_Exercise goal_
Begin at the line that contains "For every instance of the leafy" and stop after the line that contains "x=799, y=42". Reproduce only those lines with "marker" swapped for "pin", leaving everything else unchanged.

begin Supplied material

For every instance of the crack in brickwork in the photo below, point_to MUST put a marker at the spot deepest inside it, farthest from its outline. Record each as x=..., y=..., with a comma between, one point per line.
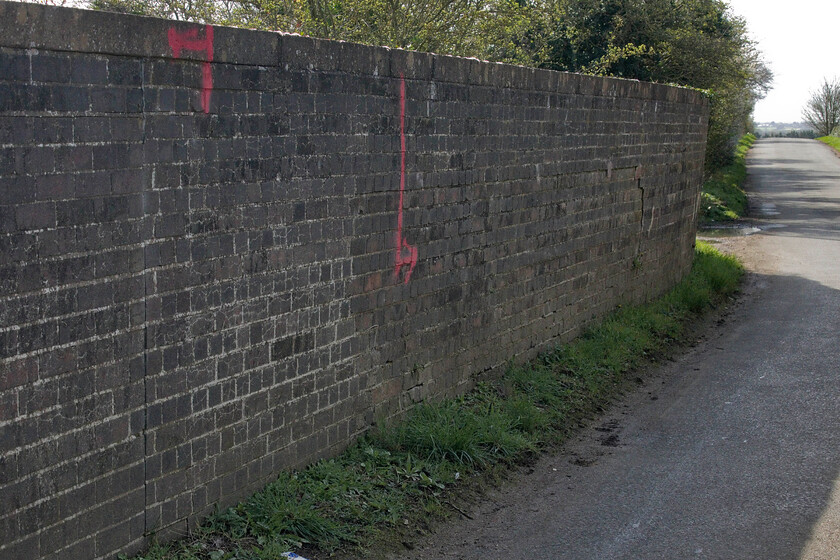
x=198, y=289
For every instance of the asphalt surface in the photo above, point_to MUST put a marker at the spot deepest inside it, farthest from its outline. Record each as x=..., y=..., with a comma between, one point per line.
x=733, y=450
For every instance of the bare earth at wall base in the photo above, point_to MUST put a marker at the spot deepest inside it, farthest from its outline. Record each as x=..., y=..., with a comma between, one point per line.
x=730, y=452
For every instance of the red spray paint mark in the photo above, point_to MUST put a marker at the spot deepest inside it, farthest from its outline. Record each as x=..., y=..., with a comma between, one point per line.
x=406, y=255
x=189, y=41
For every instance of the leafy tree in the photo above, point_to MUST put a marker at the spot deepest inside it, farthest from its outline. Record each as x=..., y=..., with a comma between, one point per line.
x=823, y=108
x=696, y=43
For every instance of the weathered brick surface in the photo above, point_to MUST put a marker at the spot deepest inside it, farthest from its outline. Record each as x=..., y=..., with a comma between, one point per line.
x=201, y=273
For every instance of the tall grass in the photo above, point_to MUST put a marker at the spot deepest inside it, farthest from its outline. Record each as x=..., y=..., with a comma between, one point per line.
x=723, y=197
x=400, y=475
x=832, y=141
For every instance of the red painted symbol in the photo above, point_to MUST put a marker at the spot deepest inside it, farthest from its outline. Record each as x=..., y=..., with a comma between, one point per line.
x=406, y=255
x=189, y=41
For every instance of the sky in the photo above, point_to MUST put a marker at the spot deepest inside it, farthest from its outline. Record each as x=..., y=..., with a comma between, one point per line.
x=799, y=42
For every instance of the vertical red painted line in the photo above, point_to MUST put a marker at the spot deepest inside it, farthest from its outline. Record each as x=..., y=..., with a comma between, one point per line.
x=402, y=156
x=188, y=41
x=405, y=253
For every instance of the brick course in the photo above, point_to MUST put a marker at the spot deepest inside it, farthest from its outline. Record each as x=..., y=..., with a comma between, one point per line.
x=198, y=283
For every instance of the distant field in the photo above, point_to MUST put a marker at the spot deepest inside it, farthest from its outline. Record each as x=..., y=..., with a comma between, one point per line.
x=832, y=141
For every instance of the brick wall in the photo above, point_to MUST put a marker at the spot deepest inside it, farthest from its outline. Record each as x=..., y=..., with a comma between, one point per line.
x=225, y=252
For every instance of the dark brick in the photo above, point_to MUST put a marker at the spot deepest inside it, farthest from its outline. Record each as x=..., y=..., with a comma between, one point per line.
x=225, y=283
x=50, y=68
x=14, y=66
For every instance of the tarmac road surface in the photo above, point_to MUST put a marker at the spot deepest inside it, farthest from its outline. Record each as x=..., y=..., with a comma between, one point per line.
x=733, y=451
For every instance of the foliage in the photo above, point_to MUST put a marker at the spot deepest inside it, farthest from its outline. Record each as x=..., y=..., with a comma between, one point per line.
x=695, y=43
x=401, y=475
x=823, y=108
x=723, y=197
x=832, y=141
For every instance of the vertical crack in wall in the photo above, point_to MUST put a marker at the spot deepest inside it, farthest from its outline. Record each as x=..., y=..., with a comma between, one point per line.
x=144, y=244
x=642, y=216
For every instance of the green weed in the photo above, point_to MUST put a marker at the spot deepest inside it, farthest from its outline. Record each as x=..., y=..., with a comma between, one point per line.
x=832, y=141
x=400, y=475
x=723, y=197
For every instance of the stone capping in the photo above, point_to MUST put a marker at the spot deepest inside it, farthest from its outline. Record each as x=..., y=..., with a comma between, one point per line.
x=34, y=26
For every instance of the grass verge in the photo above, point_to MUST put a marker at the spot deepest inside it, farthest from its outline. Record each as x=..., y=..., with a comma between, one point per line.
x=832, y=141
x=722, y=198
x=401, y=476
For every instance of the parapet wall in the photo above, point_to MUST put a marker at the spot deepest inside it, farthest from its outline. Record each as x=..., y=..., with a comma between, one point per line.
x=225, y=252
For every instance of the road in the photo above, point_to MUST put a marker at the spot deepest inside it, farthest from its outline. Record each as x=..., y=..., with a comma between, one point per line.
x=733, y=450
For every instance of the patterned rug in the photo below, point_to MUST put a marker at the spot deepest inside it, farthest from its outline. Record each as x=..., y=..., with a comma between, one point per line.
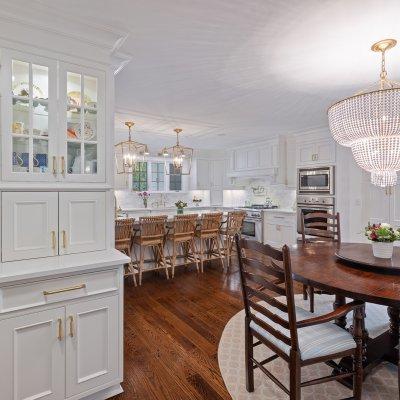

end Supplied material

_Answer for this exercise_
For every instance of the leafy tree in the photo above, point_to MUST put a pin at the spot deepest inside it, farthest from its outline. Record each as x=..., y=..., with a comma between, one point per line.
x=823, y=108
x=696, y=43
For every instance of the weathered brick surface in the photo above, point_to MUST put a pin at the spot deepest inside it, farthest from its outline. Record each as x=..., y=..., with a comma between, one point per line.
x=201, y=273
For every instance of the tall grass in the photo above, point_to MUST put a pin at the spot deepest inside it, farthest from its outline. Record each as x=..., y=..., with a comma between, one point per line.
x=723, y=197
x=400, y=475
x=832, y=141
For every instance of the red painted symbol in the photo above, point_to MUST put a pin at the spot deepest inside it, farthest from its outline. Record each as x=..., y=..., with a comma between, one point per line.
x=406, y=255
x=189, y=41
For every instance of the sky in the photo above, point_to MUST put a pin at the spot deepest inside it, farthest from its outline. Record each as x=..., y=..., with a comma between, one point per line.
x=799, y=42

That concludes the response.